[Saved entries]
------------
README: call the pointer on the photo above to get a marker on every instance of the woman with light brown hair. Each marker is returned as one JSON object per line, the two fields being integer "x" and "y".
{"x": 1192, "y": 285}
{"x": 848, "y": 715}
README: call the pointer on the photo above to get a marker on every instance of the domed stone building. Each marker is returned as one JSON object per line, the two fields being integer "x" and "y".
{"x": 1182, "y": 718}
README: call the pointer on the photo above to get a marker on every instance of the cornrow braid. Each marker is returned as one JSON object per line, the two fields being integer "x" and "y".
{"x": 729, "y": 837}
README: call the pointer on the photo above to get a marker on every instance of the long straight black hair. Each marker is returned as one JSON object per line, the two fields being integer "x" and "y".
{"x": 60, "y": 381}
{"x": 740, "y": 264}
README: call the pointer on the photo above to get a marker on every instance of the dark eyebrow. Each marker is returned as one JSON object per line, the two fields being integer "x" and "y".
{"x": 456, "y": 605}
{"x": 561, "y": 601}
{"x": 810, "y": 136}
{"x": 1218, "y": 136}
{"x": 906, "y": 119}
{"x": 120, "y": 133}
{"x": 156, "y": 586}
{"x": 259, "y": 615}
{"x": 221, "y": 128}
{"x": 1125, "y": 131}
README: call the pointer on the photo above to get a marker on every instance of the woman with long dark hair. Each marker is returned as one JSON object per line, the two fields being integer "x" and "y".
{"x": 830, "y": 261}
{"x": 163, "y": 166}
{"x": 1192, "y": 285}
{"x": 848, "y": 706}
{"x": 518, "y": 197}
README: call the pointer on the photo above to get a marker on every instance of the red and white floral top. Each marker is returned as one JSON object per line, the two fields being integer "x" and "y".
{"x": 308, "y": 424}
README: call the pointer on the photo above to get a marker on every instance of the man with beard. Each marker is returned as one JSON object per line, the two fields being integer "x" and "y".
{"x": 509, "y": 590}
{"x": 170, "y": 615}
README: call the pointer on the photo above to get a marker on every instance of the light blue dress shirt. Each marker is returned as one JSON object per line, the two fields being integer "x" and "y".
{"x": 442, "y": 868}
------------
### TRY IT
Set down no line except those from the one with "woman with long" to the last line of the data, inclusive, each exactly as written.

### WORKED SOLUTION
README: call the pointer on the photo above to get a marker on every instance of the woman with long dark hair. Each marker is returned as one JSON object per line, the two fields being integer "x" and "y".
{"x": 830, "y": 261}
{"x": 163, "y": 166}
{"x": 1192, "y": 285}
{"x": 848, "y": 706}
{"x": 518, "y": 197}
README: call the pointer on the photo above to get a marker on every instance of the red and white floral top. Each marker is returned as one JSON object per line, the two fields being integer "x" and "y".
{"x": 308, "y": 424}
README: call the pointer on the photo above to get a marker on every instance of the man with beard. Each marker is returned as one JSON object per line, the two fields being integer "x" and "y".
{"x": 509, "y": 590}
{"x": 170, "y": 615}
README: call the pointer on the photo above to get a marker on every instance of the light blue dress shirt. Each marker is returned as one JSON object per line, the two fields being integer "x" and "y".
{"x": 442, "y": 868}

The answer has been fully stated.